* _Supplied text_
________________________________________
# AF short story vs AF work of art



## maxlexi (Sep 2, 2011)

What is the difference between the two cigars besides the size of the cigar. What are the flavor differences, etc?


----------



## Macke (Aug 20, 2011)

If you use the forum search function at the top of the screen in the user interface, you'll be able to find reviews of both cigars, and should be able to compare them using those, and not have to wait for someone to reply.

Reviews can be found here:

Arturo Fuente: Hemingway - Work of Art (Review)

Arturo Fuente Hemingway Work of Art *Maduro* review

Arturo Fuente Hemingway Short Story Review

Arturo Fuente Hemingway Short Story *Maduro* Review


----------



## Photo Dan (Sep 2, 2011)

My go to smoke is SS but when I went to pick up a few for a beach trip the Best Sellers (next side up) were only .75/piece more so I grabbed those. Nice but the SS-type sweetness took a bit longer to kick in, but the trade off is it last 15-20 min longer. Did have a WOAM that I got in a sampler and it blew me away, amazing smoke!! But I haven't tried the natural.


----------



## KcJason1 (Oct 20, 2010)

SS great
SSM great
WOAM great
WOA Sucks...

Thats the difference..

:smoke:


----------



## tpharkman (Feb 20, 2010)

KcJason1 said:


> SS great
> SSM great
> WOAM great
> WOA Sucks...
> ...


That about sums it up.


----------



## lukesparksoff (Apr 21, 2010)

AF SSM is a great cigar , but the WOAM is truly a work of art


----------



## bradfordcharles (Jun 28, 2011)

correction: woam is better than great.


----------
________________________________________
* _Prompt A_
In the cigar thread, how much longer does Photo Dan say the Best Sellers last?
* _Prompt B_
Reproduce the cigar thread from "## Macke (Aug" up to and including "of Art (Review)".
Rely on the cigar thread alone.

* _Given data_
________________________________________
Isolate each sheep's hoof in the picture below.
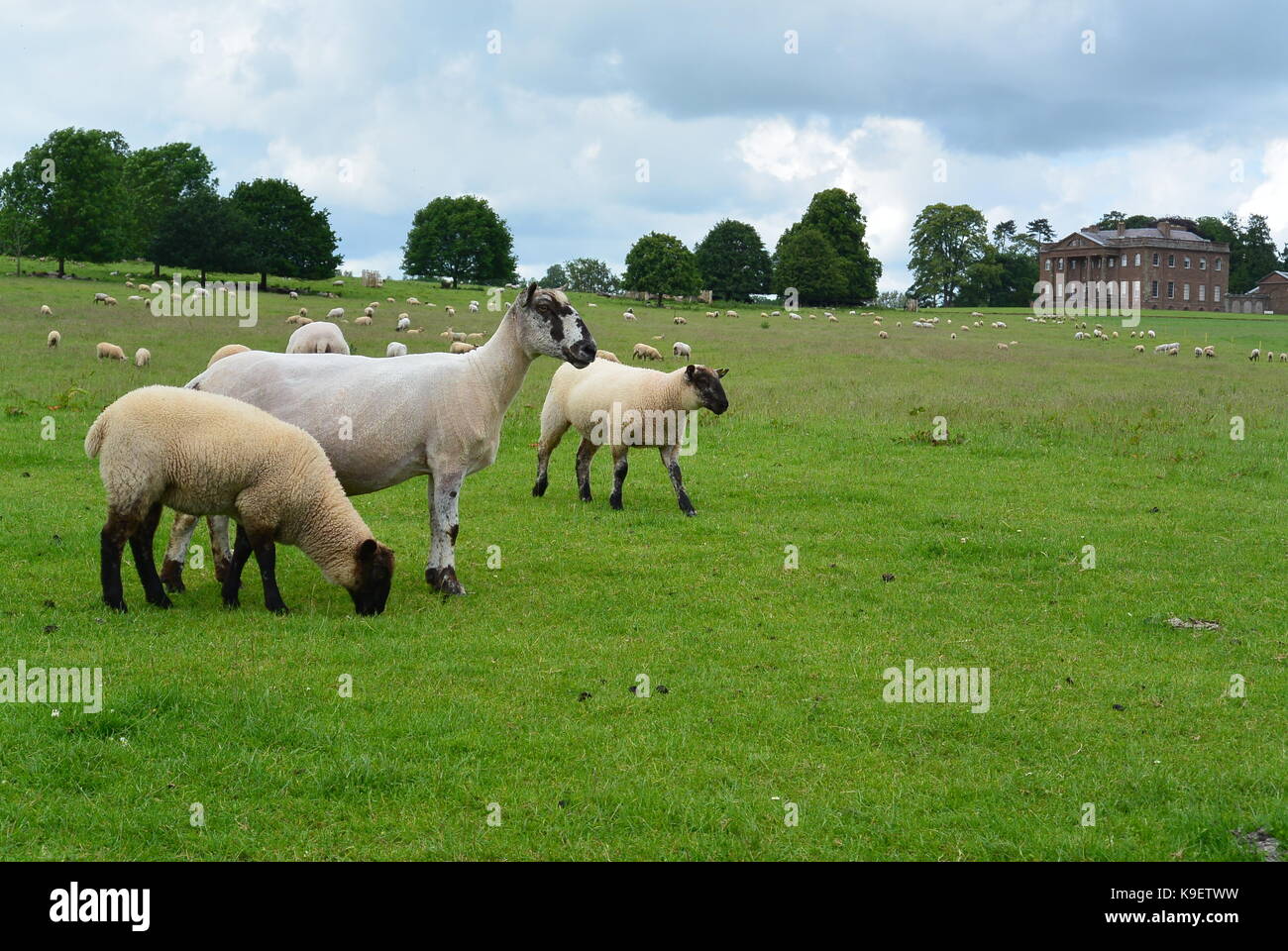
________________________________________
* _Final answer A_
15-20 minutes longer.

* _Final answer B_
## Macke (Aug 20, 2011)

If you use the forum search function at the top of the screen in the user interface, you'll be able to find reviews of both cigars, and should be able to compare them using those, and not have to wait for someone to reply.

Reviews can be found here:

Arturo Fuente: Hemingway - Work of Art (Review)